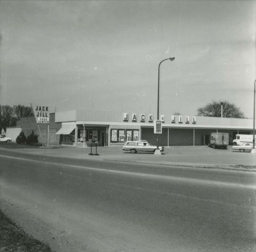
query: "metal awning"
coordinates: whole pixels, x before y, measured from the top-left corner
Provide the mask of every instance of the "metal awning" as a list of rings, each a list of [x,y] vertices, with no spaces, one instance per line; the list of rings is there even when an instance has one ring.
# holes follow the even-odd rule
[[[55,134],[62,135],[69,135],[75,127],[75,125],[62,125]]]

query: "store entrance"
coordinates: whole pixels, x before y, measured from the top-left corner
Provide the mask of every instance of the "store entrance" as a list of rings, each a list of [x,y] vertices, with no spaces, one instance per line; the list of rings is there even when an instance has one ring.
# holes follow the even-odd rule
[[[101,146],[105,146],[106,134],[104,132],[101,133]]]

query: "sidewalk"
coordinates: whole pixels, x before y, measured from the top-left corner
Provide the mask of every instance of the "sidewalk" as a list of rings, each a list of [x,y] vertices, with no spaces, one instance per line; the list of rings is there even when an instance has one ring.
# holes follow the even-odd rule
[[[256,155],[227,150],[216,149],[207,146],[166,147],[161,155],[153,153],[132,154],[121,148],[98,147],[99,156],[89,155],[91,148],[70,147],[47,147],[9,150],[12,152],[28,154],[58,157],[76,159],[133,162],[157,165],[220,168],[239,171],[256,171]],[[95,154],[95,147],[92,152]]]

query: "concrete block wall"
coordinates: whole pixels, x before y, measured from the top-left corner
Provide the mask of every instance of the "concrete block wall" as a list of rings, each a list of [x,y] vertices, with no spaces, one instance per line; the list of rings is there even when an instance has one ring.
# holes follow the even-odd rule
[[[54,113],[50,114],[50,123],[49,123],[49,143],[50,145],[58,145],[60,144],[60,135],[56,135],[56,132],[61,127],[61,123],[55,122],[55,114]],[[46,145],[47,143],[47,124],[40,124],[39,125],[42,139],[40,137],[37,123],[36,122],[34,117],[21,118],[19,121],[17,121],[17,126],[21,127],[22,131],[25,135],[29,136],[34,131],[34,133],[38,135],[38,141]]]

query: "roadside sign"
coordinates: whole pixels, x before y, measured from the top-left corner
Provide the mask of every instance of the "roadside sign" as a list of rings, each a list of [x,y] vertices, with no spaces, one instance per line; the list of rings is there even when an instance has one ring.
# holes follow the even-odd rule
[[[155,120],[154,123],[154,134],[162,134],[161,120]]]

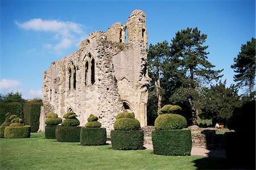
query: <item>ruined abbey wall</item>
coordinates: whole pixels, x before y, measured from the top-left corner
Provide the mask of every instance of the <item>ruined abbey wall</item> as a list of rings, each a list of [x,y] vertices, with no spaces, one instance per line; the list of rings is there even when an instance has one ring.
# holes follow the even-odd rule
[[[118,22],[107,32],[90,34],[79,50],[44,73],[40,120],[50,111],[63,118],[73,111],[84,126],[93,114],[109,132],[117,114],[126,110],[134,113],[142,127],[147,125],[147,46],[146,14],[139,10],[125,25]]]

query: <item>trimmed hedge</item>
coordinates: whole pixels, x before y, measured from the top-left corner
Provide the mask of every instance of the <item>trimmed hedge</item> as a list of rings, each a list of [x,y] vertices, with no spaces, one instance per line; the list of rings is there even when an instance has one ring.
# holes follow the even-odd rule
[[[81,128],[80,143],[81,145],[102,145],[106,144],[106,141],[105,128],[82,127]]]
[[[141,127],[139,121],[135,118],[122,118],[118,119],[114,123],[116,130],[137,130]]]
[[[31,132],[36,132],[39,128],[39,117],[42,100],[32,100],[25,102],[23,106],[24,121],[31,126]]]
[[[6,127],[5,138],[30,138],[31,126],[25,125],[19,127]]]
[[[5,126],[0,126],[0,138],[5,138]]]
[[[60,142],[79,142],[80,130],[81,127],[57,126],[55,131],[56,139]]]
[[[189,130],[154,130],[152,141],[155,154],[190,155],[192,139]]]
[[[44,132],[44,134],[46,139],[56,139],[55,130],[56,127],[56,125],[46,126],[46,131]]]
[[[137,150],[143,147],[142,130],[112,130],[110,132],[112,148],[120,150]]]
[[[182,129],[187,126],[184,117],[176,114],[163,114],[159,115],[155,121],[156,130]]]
--
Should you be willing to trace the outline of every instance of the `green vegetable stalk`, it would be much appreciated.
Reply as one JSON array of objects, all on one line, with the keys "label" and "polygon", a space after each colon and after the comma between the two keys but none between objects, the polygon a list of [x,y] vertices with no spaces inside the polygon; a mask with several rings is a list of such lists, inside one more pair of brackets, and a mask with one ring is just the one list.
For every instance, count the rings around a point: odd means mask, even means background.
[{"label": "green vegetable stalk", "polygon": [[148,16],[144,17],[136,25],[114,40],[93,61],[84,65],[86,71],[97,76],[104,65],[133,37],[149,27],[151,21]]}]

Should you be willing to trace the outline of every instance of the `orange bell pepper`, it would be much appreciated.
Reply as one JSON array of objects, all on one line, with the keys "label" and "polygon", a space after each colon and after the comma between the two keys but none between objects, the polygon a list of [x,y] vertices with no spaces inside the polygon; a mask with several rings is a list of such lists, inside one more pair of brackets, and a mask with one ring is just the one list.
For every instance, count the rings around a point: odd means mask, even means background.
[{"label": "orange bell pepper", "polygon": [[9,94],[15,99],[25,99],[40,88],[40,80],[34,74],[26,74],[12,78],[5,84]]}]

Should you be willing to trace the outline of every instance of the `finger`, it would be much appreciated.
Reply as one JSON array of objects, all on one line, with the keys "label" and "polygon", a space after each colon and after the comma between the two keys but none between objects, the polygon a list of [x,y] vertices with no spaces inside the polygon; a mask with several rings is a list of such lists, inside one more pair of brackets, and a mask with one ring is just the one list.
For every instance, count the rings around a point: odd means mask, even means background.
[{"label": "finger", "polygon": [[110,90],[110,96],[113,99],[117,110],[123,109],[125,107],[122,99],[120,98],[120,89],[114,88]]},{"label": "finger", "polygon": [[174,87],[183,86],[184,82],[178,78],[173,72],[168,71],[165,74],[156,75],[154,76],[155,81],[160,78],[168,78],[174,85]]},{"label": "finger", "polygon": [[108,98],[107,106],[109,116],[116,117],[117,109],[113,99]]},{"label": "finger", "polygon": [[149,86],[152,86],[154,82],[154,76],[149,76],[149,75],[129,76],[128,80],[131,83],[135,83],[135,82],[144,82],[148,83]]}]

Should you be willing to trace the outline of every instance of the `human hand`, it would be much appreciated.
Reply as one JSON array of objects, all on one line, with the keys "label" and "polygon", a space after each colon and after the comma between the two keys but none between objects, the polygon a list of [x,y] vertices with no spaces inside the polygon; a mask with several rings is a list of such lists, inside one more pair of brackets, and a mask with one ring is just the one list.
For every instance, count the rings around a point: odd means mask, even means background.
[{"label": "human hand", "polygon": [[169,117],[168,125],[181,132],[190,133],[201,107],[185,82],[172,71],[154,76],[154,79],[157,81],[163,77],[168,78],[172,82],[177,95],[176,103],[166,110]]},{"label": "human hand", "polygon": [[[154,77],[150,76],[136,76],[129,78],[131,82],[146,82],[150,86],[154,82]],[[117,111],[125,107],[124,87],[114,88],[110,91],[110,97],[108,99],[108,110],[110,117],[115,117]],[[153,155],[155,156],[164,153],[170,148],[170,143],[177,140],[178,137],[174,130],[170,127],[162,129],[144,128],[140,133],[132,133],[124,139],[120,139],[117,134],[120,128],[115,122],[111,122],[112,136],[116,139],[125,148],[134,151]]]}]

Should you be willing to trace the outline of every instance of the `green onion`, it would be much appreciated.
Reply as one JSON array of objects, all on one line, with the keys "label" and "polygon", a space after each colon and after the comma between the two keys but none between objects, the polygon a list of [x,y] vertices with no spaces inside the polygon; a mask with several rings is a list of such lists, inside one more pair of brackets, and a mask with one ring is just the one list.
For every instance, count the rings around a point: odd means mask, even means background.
* * *
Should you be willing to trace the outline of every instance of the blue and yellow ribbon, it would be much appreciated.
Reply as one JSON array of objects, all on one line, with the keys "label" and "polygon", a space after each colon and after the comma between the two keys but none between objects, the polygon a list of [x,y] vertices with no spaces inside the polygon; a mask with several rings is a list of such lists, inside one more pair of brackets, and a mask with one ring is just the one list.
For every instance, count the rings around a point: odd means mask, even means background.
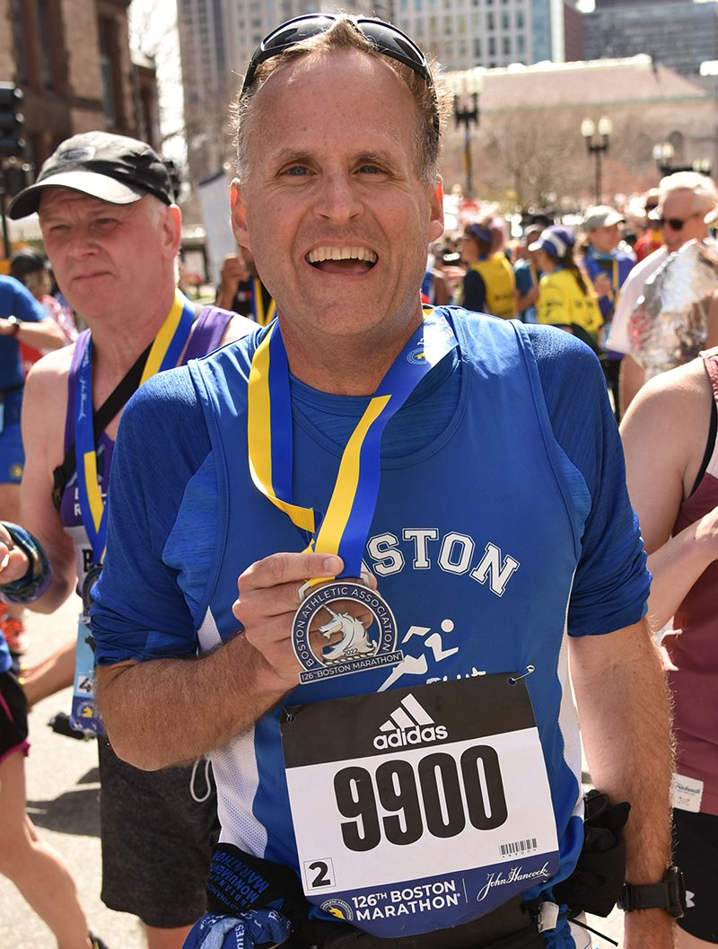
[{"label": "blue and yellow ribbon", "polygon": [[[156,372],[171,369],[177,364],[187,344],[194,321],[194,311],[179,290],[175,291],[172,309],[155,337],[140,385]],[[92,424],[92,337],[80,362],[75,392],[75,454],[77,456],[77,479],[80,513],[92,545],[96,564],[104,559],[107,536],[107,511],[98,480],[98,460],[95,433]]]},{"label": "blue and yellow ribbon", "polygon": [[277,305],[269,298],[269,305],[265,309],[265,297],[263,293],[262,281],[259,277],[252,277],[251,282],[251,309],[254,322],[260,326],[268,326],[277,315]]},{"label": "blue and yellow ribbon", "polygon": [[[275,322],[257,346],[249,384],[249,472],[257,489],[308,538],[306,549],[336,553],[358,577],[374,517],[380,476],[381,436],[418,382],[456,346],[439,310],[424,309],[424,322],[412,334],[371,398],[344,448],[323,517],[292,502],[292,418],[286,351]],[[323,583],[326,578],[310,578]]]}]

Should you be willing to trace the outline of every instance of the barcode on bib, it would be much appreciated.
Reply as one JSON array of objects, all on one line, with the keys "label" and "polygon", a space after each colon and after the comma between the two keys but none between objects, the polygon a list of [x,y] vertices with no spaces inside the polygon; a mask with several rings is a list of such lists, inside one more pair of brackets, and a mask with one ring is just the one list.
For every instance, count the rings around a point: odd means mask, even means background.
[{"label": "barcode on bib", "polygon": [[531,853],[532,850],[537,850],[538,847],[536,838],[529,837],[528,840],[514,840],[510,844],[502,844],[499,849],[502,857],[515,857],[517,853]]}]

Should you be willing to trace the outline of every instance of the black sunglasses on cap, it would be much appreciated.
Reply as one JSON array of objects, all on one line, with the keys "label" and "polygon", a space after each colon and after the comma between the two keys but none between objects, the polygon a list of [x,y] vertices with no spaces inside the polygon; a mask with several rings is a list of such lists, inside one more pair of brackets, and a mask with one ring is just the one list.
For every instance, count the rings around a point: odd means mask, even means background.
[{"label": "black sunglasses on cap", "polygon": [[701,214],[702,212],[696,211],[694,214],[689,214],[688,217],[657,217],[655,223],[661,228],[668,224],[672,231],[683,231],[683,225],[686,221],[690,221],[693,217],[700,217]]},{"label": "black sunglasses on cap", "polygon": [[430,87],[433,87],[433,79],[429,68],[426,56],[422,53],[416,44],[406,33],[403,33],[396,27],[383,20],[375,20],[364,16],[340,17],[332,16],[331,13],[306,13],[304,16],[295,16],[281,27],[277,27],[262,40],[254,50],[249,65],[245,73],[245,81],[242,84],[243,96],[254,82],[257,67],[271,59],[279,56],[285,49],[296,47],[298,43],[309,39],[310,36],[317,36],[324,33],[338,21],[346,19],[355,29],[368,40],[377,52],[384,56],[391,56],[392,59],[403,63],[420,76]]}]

What to work on: Could you extract every line of the records above that contains the word "vegetable", copying each one in full?

Output:
Should you be willing to trace the outline of every instance of the `green vegetable stalk`, it would be much appreciated.
[{"label": "green vegetable stalk", "polygon": [[148,16],[144,17],[136,25],[114,40],[93,61],[84,65],[86,71],[97,76],[104,65],[133,37],[149,27],[151,21]]}]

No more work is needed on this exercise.